▸ The problem
Print exactly the lines from the one containing "the sky, each" through the last line of the listing, both included.
● ● ● ● ●
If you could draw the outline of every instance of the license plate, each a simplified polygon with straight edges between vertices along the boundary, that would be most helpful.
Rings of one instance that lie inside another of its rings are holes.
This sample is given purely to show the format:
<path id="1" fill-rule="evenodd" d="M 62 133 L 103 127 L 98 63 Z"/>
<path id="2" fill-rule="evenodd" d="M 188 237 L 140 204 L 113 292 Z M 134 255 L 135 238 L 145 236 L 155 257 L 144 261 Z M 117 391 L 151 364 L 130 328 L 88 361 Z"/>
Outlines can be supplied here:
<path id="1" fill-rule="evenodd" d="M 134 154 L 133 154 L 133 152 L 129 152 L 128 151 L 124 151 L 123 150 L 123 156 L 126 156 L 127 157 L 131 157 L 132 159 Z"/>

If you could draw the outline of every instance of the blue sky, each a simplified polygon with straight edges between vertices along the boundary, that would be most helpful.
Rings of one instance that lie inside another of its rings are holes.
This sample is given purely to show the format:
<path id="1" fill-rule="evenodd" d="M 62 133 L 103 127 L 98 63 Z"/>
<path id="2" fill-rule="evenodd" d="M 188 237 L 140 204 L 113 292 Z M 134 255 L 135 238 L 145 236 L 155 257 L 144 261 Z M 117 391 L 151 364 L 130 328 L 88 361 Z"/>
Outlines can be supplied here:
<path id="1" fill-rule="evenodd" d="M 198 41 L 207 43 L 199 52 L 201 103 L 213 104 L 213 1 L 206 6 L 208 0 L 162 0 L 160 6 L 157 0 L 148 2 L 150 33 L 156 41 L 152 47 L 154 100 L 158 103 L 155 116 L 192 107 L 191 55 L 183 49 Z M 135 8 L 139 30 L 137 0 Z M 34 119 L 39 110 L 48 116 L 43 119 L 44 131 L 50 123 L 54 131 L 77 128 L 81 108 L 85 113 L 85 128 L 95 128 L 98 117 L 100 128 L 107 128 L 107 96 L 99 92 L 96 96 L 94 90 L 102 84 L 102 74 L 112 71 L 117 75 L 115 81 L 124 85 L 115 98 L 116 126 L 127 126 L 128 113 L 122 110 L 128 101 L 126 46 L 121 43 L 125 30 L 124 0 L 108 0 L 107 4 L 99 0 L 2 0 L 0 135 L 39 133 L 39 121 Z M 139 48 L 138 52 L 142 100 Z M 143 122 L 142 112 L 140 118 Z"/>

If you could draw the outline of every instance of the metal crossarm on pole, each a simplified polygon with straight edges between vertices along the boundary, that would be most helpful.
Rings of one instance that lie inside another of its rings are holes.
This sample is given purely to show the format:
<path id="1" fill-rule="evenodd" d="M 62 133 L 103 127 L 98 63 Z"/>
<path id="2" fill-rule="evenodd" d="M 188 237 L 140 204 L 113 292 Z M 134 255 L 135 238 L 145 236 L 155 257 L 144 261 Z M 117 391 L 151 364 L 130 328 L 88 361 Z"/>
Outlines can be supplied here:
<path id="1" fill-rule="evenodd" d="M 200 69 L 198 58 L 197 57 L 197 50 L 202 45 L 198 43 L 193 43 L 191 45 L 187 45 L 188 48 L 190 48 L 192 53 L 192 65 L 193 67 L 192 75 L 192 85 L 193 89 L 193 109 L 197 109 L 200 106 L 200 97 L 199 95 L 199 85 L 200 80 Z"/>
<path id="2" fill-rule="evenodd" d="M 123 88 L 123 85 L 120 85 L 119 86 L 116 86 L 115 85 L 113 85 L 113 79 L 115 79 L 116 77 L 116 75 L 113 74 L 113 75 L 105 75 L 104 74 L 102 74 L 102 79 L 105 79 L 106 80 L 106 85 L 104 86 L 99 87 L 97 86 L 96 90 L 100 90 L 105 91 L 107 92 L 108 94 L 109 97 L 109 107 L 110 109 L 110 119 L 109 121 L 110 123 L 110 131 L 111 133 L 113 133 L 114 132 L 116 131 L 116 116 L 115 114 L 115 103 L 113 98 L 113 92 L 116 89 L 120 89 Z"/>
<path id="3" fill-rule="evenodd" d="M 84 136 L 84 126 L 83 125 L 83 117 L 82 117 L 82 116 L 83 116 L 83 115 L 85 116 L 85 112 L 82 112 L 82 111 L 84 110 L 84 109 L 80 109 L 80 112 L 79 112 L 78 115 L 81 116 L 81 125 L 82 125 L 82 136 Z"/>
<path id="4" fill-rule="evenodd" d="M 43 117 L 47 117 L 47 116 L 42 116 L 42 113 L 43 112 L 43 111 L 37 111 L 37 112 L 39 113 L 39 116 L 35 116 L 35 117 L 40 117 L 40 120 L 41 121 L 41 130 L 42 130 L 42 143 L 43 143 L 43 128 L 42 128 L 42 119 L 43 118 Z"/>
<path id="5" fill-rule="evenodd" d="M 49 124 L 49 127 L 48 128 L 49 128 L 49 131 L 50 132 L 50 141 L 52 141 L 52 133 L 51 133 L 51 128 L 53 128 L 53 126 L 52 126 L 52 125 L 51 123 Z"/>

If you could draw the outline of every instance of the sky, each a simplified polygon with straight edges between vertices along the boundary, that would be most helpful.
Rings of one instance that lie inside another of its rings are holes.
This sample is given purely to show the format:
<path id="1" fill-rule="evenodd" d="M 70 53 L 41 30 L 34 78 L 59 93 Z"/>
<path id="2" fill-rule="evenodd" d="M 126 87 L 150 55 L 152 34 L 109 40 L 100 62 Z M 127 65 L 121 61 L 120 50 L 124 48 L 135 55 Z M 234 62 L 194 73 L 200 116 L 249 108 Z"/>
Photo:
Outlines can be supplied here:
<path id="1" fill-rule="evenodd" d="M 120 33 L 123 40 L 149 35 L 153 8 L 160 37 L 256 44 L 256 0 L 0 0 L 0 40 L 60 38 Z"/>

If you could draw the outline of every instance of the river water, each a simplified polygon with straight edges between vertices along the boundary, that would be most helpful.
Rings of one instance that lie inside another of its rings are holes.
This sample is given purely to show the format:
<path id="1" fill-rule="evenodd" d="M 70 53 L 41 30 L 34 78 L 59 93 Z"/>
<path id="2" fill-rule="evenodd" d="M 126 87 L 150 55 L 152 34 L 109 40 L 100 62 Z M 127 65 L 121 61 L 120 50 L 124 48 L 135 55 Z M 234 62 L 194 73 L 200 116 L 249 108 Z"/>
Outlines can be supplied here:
● ● ● ● ●
▸ Full response
If you could draw the outline of every instance of the sky, each a simplified polygon with straight edges between vertices along the boundary, that would be most helpful.
Rings of one instance that lie inside another of its rings are holes.
This sample is given purely to show the format:
<path id="1" fill-rule="evenodd" d="M 70 53 L 41 30 L 34 78 L 59 93 Z"/>
<path id="2" fill-rule="evenodd" d="M 126 87 L 150 55 L 152 34 L 109 40 L 100 62 Z M 127 65 L 121 61 L 120 50 L 124 48 L 135 55 Z M 234 62 L 194 73 L 200 116 L 249 108 Z"/>
Photo:
Outlines can be supplied here:
<path id="1" fill-rule="evenodd" d="M 120 33 L 123 40 L 149 35 L 153 8 L 160 37 L 256 44 L 256 0 L 0 0 L 0 40 L 60 38 Z"/>

If you could draw the outline of every instance of the river water, each a simplified polygon with straight edges between vertices along the boundary, that would be most helpful.
Rings of one instance that lie inside another of its rings are holes.
This sample is given purely to show the format:
<path id="1" fill-rule="evenodd" d="M 70 53 L 41 30 L 34 78 L 59 93 Z"/>
<path id="2" fill-rule="evenodd" d="M 126 87 L 150 55 L 152 34 L 109 40 L 100 62 Z M 127 65 L 121 61 L 120 50 L 124 48 L 135 55 Z M 234 62 L 194 73 L 200 116 L 249 108 Z"/>
Outlines can be supplied here:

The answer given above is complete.